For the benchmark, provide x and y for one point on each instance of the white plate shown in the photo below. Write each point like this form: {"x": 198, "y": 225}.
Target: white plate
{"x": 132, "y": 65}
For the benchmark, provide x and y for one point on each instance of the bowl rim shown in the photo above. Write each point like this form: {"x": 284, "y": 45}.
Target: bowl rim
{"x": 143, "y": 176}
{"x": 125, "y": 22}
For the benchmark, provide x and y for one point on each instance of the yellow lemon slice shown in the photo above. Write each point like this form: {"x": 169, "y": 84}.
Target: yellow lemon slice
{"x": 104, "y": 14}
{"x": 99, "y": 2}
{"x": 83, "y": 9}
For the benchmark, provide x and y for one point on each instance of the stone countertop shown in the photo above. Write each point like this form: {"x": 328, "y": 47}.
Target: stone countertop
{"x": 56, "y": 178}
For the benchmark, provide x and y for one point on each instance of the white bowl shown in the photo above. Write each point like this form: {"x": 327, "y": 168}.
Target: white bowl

=======

- [Exercise prompt]:
Rewrite the listing above with "benchmark" replaced by "test set" and nothing else changed.

- [Exercise response]:
For the test set, provide x and y for one point on each instance of the white plate shown in the photo below. Write each point like this form: {"x": 198, "y": 225}.
Target: white plate
{"x": 132, "y": 65}
For the test set, provide x and y for one point on each instance of the bowl rim shown in the photo above. Write each point like this form: {"x": 284, "y": 45}.
Target: bowl rim
{"x": 143, "y": 176}
{"x": 125, "y": 22}
For the test set, provide x and y for one point on each instance of the yellow lemon slice shown in the photo above. Write each point like this form: {"x": 169, "y": 84}.
Target: yellow lemon slice
{"x": 104, "y": 14}
{"x": 99, "y": 2}
{"x": 83, "y": 9}
For the test set, provide x and y for one point on each instance of the stone countertop shown in the photo above. Write each point like this form: {"x": 328, "y": 47}.
Target: stone countertop
{"x": 56, "y": 178}
For the test set, provide x and y for one point on each instance of the white bowl shown in the photo above. Write each point like this form: {"x": 327, "y": 168}.
Target: white bowl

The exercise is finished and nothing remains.